**Short problem A**
Report how many lines of the records below contain the string "distant", counting only matches in the same case, and give the number alone.

Ecwid, which offers instant integrated ecommerce for SMBs, is using its recently raised $1.5 million in Series A for international expansion

Ecwid logo

A Q&A with Ecwid CEO Ruslan Fazlyev. The startup is a spinoff of Ulyanovsk, Russia–based Qualiteam Software, which was founded in 2001. Ecwid launched in September of 2009.

SUB: Please describe what Ecwid is, and the value proposition you bring to ecommerce.

Fazlyev: Ecwid is an instant store builder that easily adds an online store to any website, blog or social network page. Our widget works with existing sites, takes less than five minutes to set up, and allows users to sell on the web, Facebook and on mobile devices. 

SUB: What are your target markets? 

Fazlyev: We’re targeted primarily at small- to medium-sized businesses and web studios, which can sell though to our end-users. Ecwid is free to users with fewer than 100 products, with monthly plans for stores larger than 100 products starting at $17.

SUB: Who do you consider to be your competition?

Fazlyev: Competitors include Payvment on Facebook and Shopify—not a widget, i.e. can’t be embedded into an existing site.

SUB: What differentiates Ecwid from the competition?

Fazlyev: Ecwid is the world’s first and only 100 percent AJAX store builder. It creates the store right on your website or social networking page, seamlessly integrating with the existing design, in just five minutes. It’s as easy as embedding a YouTube video.

SUB: When was the company founded and what were the first steps you took to establishing it?

Fazlyev: Ecwid was officially launched in September 2009, but our team has specialized in creating online stores since 2000 when we created X-Cart, the first mass PHP store builder software. In that ten years, the web changed tremendously, so the need for an easy-to-use, drop-in store builder became apparent to us, and Ecwid was born.

SUB: What was the inspiration behind the idea for Ecwid? Was there an “aha” moment, or was the idea more gradual in developing?  

Fazlyev: Throughout our 10 years with X-Cart we faced the same type of customers: they had a website, and they wanted to add ecommerce to it. What we had to do with X-Cart, and what is needed with any type of competing solution, is to take the ecommerce platform and make it look like the existing site, so it fits the overall design. We decided to take this step away, building the world’s first ecommerce widget capable of creating full online store functionality within any existing site.

SUB: What have the most significant obstacles been so far to building the company?

Fazlyev: Our first startup, X-Cart, was the first PHP ecommerce platform. We did not have to think about messaging. We did not have to think about marketing. People desperately needed our product, so our company has easily grown from three folks to over 100 employees—with no funding.

It was all out of a small provincial Russian town of Ulyanovsk, in a middle of snowy nowhere. I’ve met the first client personally only after our company was already five years on market.

**Short problem B**
Please decide whether each statement agrees with the Ecwid interview above. For each one, answer yes or no and quote the interview's deciding words. (i) Ecwid costs nothing for users with fewer than 100 products. (ii) Ecwid launched in September 2010. (iii) X-Cart grew to over 100 employees with the help of outside funding.

**Dataset excerpts**
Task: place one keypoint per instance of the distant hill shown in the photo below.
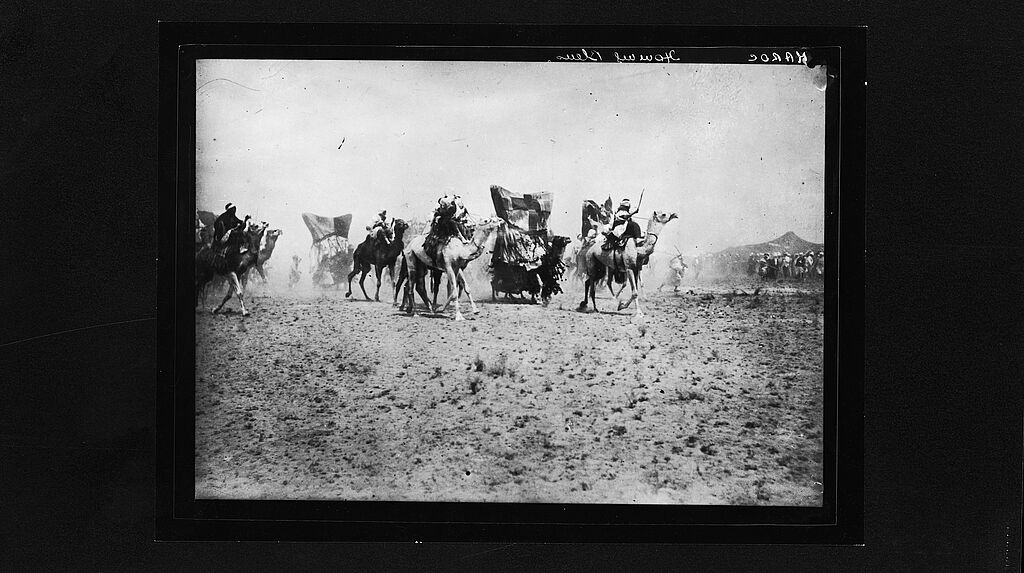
(787, 243)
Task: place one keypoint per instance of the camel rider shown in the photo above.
(225, 223)
(620, 225)
(379, 230)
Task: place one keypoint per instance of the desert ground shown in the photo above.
(715, 398)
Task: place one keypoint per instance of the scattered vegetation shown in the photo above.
(475, 383)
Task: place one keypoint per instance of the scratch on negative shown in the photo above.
(70, 331)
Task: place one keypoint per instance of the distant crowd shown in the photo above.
(768, 266)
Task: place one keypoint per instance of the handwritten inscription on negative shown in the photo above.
(669, 56)
(595, 55)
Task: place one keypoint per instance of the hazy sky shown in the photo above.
(737, 151)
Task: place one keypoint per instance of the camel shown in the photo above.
(581, 253)
(371, 252)
(629, 258)
(266, 251)
(452, 259)
(232, 264)
(675, 277)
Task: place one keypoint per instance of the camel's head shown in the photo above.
(484, 226)
(663, 218)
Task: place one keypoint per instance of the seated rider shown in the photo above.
(224, 224)
(449, 221)
(621, 226)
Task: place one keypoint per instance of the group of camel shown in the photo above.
(595, 263)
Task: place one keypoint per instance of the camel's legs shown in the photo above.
(230, 291)
(240, 290)
(365, 270)
(421, 288)
(634, 288)
(355, 270)
(377, 295)
(453, 295)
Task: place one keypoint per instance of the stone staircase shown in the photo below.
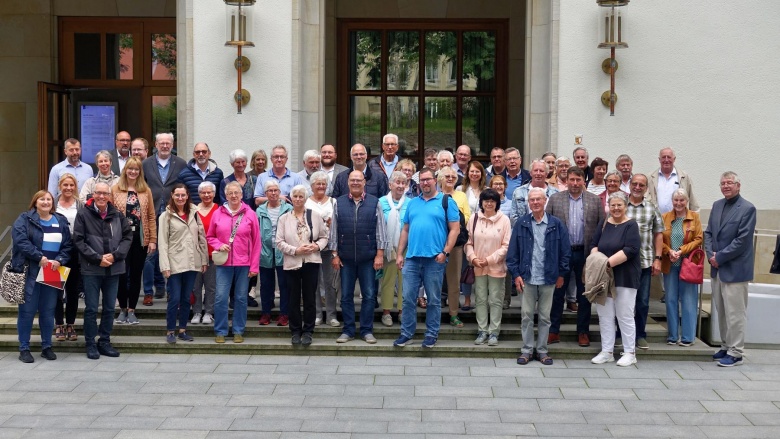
(149, 337)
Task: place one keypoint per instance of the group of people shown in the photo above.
(383, 224)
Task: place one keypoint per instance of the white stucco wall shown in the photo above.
(267, 119)
(700, 76)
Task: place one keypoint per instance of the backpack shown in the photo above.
(463, 235)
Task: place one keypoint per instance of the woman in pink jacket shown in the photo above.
(489, 235)
(234, 229)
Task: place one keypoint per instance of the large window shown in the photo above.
(435, 84)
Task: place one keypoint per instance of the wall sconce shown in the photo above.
(239, 34)
(610, 28)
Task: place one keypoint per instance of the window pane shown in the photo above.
(402, 120)
(86, 56)
(479, 61)
(440, 114)
(119, 56)
(365, 127)
(163, 56)
(365, 51)
(440, 61)
(478, 125)
(164, 114)
(403, 71)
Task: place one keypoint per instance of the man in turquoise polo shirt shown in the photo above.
(430, 234)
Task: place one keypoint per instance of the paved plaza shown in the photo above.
(255, 396)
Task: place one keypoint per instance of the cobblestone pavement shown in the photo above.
(204, 396)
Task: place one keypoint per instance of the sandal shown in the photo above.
(524, 359)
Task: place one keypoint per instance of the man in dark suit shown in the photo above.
(121, 153)
(581, 212)
(728, 242)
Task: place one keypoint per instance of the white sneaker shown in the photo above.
(627, 359)
(603, 357)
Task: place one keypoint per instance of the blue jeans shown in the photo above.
(227, 276)
(42, 299)
(364, 273)
(93, 286)
(687, 295)
(267, 284)
(419, 272)
(179, 290)
(152, 275)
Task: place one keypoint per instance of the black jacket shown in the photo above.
(95, 236)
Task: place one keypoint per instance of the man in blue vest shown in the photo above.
(357, 240)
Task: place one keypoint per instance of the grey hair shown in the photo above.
(236, 154)
(298, 189)
(207, 185)
(398, 175)
(318, 176)
(103, 153)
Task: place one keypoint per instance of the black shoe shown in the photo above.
(107, 350)
(48, 354)
(92, 352)
(26, 357)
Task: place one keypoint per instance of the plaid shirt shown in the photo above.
(650, 221)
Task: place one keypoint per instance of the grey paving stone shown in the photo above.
(466, 403)
(709, 418)
(371, 370)
(378, 415)
(426, 427)
(576, 405)
(527, 392)
(276, 378)
(222, 412)
(547, 382)
(518, 371)
(140, 411)
(763, 418)
(339, 401)
(419, 402)
(177, 398)
(573, 430)
(592, 394)
(322, 426)
(683, 431)
(628, 418)
(256, 401)
(537, 417)
(439, 370)
(310, 389)
(678, 395)
(458, 415)
(741, 406)
(192, 423)
(48, 421)
(362, 380)
(629, 383)
(64, 409)
(495, 381)
(267, 424)
(379, 390)
(664, 406)
(480, 392)
(408, 381)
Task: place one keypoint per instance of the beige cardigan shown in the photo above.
(287, 239)
(182, 245)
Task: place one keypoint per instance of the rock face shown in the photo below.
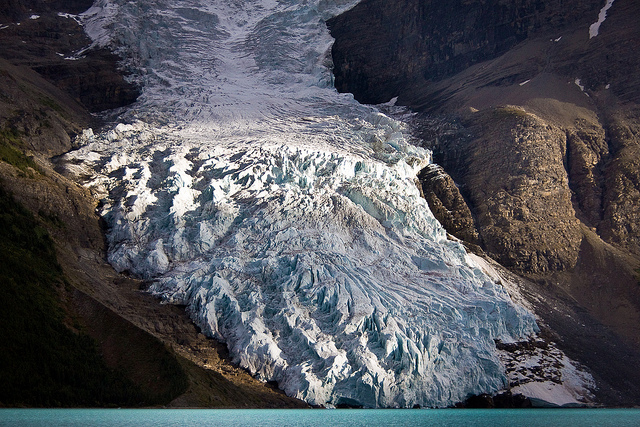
(520, 195)
(57, 48)
(542, 141)
(447, 204)
(382, 48)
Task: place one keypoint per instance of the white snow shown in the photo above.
(283, 214)
(594, 29)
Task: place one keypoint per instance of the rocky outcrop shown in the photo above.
(447, 204)
(535, 120)
(57, 48)
(385, 49)
(516, 184)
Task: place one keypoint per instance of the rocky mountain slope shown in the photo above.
(89, 318)
(531, 108)
(534, 173)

**Complete output A**
2

**Complete output B**
(i) Yes: "Ecwid is free to users with fewer than 100 products"
(ii) No: "Ecwid launched in September of 2009."
(iii) No: "our company has easily grown from three folks to over 100 employees—with no funding"